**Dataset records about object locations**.

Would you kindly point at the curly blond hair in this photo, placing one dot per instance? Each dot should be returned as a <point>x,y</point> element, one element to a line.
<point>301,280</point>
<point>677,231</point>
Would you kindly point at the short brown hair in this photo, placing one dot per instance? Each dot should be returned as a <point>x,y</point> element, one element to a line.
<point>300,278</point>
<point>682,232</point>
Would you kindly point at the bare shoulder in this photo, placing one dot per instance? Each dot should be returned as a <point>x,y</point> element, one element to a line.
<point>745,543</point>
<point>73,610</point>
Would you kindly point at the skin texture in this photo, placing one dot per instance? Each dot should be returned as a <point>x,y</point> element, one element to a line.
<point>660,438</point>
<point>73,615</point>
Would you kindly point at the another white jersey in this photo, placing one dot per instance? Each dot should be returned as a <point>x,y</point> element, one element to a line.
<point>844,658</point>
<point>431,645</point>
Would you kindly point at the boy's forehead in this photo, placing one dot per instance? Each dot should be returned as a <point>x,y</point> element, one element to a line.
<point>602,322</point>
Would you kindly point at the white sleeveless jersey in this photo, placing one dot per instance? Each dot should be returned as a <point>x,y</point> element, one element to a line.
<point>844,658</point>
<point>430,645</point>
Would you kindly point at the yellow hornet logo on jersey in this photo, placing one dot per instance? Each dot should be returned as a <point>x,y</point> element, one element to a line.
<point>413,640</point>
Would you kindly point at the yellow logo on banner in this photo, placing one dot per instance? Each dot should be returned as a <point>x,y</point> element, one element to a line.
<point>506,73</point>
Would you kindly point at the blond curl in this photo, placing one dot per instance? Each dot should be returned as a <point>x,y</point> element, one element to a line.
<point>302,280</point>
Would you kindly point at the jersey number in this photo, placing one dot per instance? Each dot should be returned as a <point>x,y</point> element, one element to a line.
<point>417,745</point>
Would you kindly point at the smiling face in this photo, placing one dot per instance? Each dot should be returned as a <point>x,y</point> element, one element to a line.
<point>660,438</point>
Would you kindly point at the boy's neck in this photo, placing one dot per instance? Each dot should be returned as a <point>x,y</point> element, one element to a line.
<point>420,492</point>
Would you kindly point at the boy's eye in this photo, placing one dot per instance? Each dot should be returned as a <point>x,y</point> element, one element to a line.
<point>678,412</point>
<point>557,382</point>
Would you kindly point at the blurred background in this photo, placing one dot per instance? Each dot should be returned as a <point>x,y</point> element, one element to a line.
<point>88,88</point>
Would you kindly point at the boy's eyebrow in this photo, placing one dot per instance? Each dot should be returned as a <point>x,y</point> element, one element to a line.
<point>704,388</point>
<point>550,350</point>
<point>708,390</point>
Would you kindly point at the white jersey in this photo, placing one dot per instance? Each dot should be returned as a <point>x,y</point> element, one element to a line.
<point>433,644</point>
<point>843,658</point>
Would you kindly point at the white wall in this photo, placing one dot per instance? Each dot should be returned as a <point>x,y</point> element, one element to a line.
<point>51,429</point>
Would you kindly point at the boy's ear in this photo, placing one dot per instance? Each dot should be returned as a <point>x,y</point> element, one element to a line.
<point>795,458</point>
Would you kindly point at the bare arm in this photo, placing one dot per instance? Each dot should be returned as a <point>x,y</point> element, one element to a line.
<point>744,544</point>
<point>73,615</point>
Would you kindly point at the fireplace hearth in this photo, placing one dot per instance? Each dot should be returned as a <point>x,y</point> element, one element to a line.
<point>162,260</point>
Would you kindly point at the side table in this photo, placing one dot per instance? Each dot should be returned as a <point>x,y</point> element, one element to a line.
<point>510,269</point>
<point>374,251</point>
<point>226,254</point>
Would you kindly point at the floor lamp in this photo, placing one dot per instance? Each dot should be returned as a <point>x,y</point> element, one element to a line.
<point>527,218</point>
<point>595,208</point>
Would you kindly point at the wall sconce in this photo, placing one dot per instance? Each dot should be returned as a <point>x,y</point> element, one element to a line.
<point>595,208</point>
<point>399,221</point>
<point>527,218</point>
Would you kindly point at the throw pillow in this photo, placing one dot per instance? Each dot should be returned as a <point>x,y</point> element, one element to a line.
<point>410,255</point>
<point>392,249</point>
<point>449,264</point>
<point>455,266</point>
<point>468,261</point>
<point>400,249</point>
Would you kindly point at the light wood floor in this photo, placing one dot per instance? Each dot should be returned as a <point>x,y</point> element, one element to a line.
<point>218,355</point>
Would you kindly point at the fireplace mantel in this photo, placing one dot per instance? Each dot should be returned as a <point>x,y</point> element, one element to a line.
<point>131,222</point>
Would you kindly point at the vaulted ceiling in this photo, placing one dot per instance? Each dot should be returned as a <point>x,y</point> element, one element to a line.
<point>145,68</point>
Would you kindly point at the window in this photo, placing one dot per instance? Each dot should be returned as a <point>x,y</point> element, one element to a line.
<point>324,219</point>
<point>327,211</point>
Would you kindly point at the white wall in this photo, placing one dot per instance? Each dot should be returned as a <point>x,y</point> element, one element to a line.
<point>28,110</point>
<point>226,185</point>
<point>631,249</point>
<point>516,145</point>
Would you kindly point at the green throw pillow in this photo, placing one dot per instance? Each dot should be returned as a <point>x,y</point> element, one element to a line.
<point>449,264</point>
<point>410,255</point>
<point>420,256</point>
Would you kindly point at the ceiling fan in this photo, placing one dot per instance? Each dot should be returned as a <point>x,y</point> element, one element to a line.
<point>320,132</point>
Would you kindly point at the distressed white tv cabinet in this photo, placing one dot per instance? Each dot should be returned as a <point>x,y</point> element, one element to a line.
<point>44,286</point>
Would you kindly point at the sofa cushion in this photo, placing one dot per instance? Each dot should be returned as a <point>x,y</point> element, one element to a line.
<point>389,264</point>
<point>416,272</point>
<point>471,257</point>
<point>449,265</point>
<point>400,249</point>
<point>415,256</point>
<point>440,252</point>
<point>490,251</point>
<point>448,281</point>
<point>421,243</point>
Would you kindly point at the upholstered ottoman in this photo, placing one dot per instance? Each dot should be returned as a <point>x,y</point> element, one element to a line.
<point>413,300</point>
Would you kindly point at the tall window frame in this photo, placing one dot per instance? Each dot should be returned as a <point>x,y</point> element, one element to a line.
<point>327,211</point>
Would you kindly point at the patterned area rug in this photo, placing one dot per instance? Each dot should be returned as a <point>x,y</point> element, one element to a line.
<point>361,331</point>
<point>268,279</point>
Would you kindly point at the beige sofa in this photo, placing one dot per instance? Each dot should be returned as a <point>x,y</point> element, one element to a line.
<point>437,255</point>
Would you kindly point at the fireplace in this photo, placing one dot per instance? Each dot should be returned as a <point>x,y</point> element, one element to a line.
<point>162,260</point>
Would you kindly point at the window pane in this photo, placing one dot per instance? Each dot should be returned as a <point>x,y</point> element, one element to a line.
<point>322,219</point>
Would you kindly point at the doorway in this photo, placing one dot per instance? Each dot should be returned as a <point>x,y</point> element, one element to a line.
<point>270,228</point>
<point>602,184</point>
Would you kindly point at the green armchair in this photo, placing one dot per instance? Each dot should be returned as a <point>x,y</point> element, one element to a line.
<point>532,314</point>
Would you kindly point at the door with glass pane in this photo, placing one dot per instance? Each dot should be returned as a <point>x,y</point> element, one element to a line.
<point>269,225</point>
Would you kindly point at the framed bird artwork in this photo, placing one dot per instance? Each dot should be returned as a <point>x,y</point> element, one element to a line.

**Goal of the exercise**. Repeat all of the records above exactly as they appear.

**Exercise output**.
Would you kindly point at the curly blond hair in this photo, placing one dot per instance? Each dot should be returned as a <point>x,y</point> element, one element to a line.
<point>301,280</point>
<point>677,231</point>
Would you kindly point at the short brown hair in this photo, placing one dot per instance? Each dot should be returned as a <point>x,y</point> element, one element to a line.
<point>300,278</point>
<point>682,232</point>
Would you kindly point at the bare shoulder in this photo, placing one dot per instance? Each dot should be returned as a <point>x,y</point> element, one element to a line.
<point>745,543</point>
<point>73,610</point>
Would you kindly point at the skin texture in this photo, placing one dot per instance? Each dot should be returned as a <point>x,y</point> element, one element to a line.
<point>660,438</point>
<point>73,615</point>
Would you kindly point at the another white jersey in this photo, placing one dot per instance? Each dot should be returned as a <point>x,y</point> element, one element to a line.
<point>844,658</point>
<point>431,645</point>
Would you kindly point at the boy's forehead in this photo, placing one dot per instance? Each dot should be returned as a <point>x,y</point> element, one element to a line.
<point>602,322</point>
Would you kindly point at the white sleeveless jersey in this photo, placing one dot per instance? Each dot should be returned as a <point>x,y</point> element, one element to a line.
<point>844,658</point>
<point>430,645</point>
Would you kindly point at the yellow hornet logo on jersey in this photo, placing one dot per instance? Each dot should be returned as a <point>x,y</point> element, one element to a line.
<point>413,640</point>
Would you kindly point at the yellow logo on banner in this photo, placing one dot per instance? Each dot should be returned as a <point>x,y</point> element, one element to a line.
<point>506,73</point>
Would you kindly point at the blond curl in this photo, placing one dot per instance? Each dot should be returned as a <point>x,y</point> element, one element to a line.
<point>302,280</point>
Would you kindly point at the jersey number in this photo, placing one dot per instance? Each dot should be returned as a <point>x,y</point> element, one element to a line.
<point>417,745</point>
Would you kindly point at the smiling face in this photo, placing one dot per instance? Each dot should be returned as a <point>x,y</point> element, one element to a line.
<point>660,438</point>
Would you kindly point at the boy's neck in this photo, placing one dot per instance? Each dot should be returned as a <point>x,y</point> element, one element to a line.
<point>420,492</point>
Would you kindly point at the boy's eye in this photo, placing one dot per instance? Each dot should be returned as a <point>x,y</point> element, one element to a line.
<point>678,412</point>
<point>557,382</point>
Would you kindly point at the blurred background in this photo, placing one dot per instance? Each dot should be returned as a <point>x,y</point> element, one element to a line.
<point>88,88</point>
Would you kindly point at the boy's eyebrow in this photo, placing one dot per instance? Each dot should be returned as a <point>x,y</point> element, one element to a line.
<point>704,388</point>
<point>550,350</point>
<point>708,390</point>
Would you kindly point at the white jersey in this photo, placing one dot per instance? Each dot should be returned as a <point>x,y</point> element, one element to a line.
<point>433,644</point>
<point>843,658</point>
Would you kindly point at the white wall in this photo, placing one dot per instance? Each dot should be returned as a <point>x,y</point> element, one element to a line.
<point>51,429</point>
Would you kindly point at the boy's ear in this photo, placing one dot per instance? Each dot should be returned as a <point>x,y</point> element, one element to a line.
<point>795,458</point>
Would you kindly point at the bare arm in this photo, placing one dot per instance? Each dot should be returned as a <point>x,y</point> element, one element to a line.
<point>744,544</point>
<point>73,615</point>
Would you kindly point at the fireplace hearth in this photo, placing one dot per instance? Each dot should be returned as a <point>x,y</point> element, one element to a line.
<point>162,260</point>
Would you kindly point at the side table in this photo, placing one dot per instance? Each dot should be returned as a <point>x,y</point> element, one element to a line.
<point>510,269</point>
<point>374,251</point>
<point>226,254</point>
Would you kindly point at the floor lamp in this photo, placing one dot per instance? Each dot should be returned as a <point>x,y</point> element, one element to a line.
<point>527,218</point>
<point>595,208</point>
Would you kindly point at the wall sconce in this photo, placing one dot per instance? Each dot should be returned as a <point>x,y</point> element, one element to a line.
<point>595,208</point>
<point>399,221</point>
<point>527,218</point>
Would you kindly point at the throw pillow in this photo, placing one dot per instance? Each dot should be returned as a <point>x,y</point> element, one element to a line.
<point>410,255</point>
<point>392,249</point>
<point>449,264</point>
<point>455,266</point>
<point>468,261</point>
<point>400,249</point>
Would you kindly point at the light wood floor in this photo, placing one dot per instance? Each dot should be returned as a <point>x,y</point> element, one element to a line.
<point>218,355</point>
Would you kindly point at the fireplace mantel in this photo, placing one dot per instance? Each dot should be returned as a <point>x,y</point> element, one element to a line.
<point>131,222</point>
Would you kindly point at the vaulted ceiling in this photo, placing one dot per instance? Each dot should be returned as a <point>x,y</point> element, one element to a line.
<point>145,68</point>
Would you kindly point at the window in this photo, placing one dot per instance? Each dot should be returned as a <point>x,y</point> element, one element to a line.
<point>324,219</point>
<point>327,211</point>
Would you kindly point at the white wall in this photo, placing one dot per instance? Each dot should be returned as a <point>x,y</point> element, one element to a line.
<point>28,110</point>
<point>226,185</point>
<point>631,249</point>
<point>516,145</point>
Would you kindly point at the green throw pillow in this photo, placing one dot per instance? Each dot should be returned as a <point>x,y</point> element, one element to a line.
<point>449,264</point>
<point>410,255</point>
<point>420,256</point>
Would you kindly point at the ceiling fan in this photo, placing one dot per instance? Each dot should be returned as a <point>x,y</point> element, one element to a line.
<point>320,132</point>
Would you kindly point at the distressed white tv cabinet in this photo, placing one dot per instance? Each dot should be returned as a <point>x,y</point> element, one element to a line.
<point>44,286</point>
Would you kindly point at the sofa cushion in this photo, placing one dot per instance? Each dot should be returned as a <point>x,y</point> element, one element to a line.
<point>389,264</point>
<point>416,272</point>
<point>471,257</point>
<point>449,265</point>
<point>400,249</point>
<point>415,256</point>
<point>440,252</point>
<point>490,251</point>
<point>448,281</point>
<point>421,243</point>
Would you kindly point at the upholstered ottoman in this photo, placing one dot per instance? Each dot should be returned as a <point>x,y</point> element, one element to a line.
<point>413,300</point>
Would you kindly point at the tall window frame in this photo, placing one dot per instance? Each dot should be returned as a <point>x,y</point> element, one element to a line.
<point>327,211</point>
Would you kindly point at the patterned area rug in this photo, placing one dot per instance? Each dot should be returned as a <point>x,y</point> element, one element to a line.
<point>361,331</point>
<point>268,279</point>
Would you kindly point at the beige sofa in this photo, placing one dot per instance? Each dot should be returned as a <point>x,y</point> element, one element to a line.
<point>437,255</point>
Would you kindly point at the fireplace in this photo, placing one dot per instance? Each dot should be returned as a <point>x,y</point> element, one element to a line.
<point>162,260</point>
Would you kindly point at the window pane in this photo, placing one dot per instance? Each dot should be returned as a <point>x,y</point> element, one element to a line.
<point>322,219</point>
Would you kindly point at the doorway in this photo, placing one dot per instance? Each dot should be returned as a <point>x,y</point> element, one element to a line.
<point>270,228</point>
<point>602,184</point>
Would you kindly point at the green armchair in this photo, placing one dot per instance? Each dot should be returned as a <point>x,y</point> element, one element to a line.
<point>532,314</point>
Would you kindly point at the door with glass pane in this photo, placing one dot per instance? Each dot should be returned as a <point>x,y</point> element, one element to a line.
<point>269,225</point>
Would you kindly point at the framed bird artwork in this photo, placing one dot per instance? Each dot should be returned as a <point>x,y</point> element, one element to a line.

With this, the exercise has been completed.